## Task requirements
Render everything from the line containing "Find — the horse's nostril, a" down through the final line of the rows as a numbered list, omitting any blank lines.

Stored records
════════════════
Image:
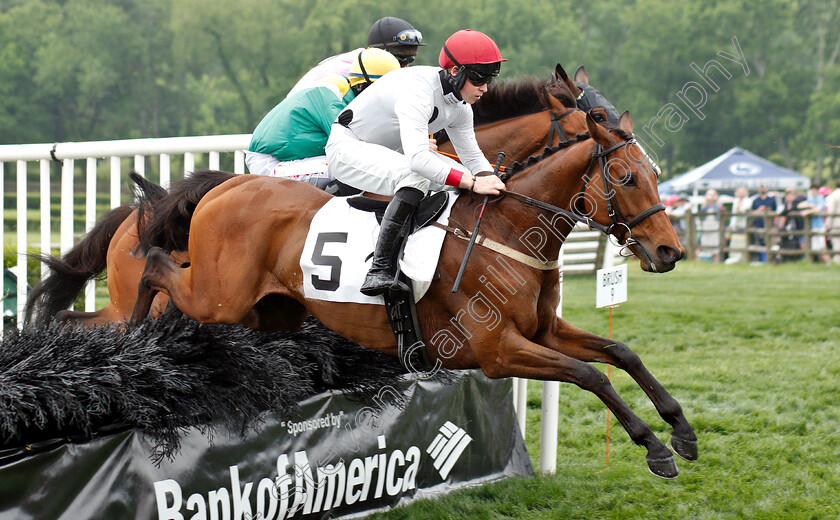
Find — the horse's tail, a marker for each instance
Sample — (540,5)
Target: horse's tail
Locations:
(166,223)
(69,273)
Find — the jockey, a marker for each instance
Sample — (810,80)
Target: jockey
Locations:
(289,141)
(380,144)
(395,35)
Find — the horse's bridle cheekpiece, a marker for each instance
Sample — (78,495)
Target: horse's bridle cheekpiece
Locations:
(599,155)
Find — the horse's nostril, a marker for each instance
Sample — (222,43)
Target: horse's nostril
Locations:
(668,255)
════════════════
## Exercise output
1. Find — the horse's nostril, a marker for each instance
2. Sample — (222,43)
3. Target: horse's nostril
4. Locations:
5. (668,255)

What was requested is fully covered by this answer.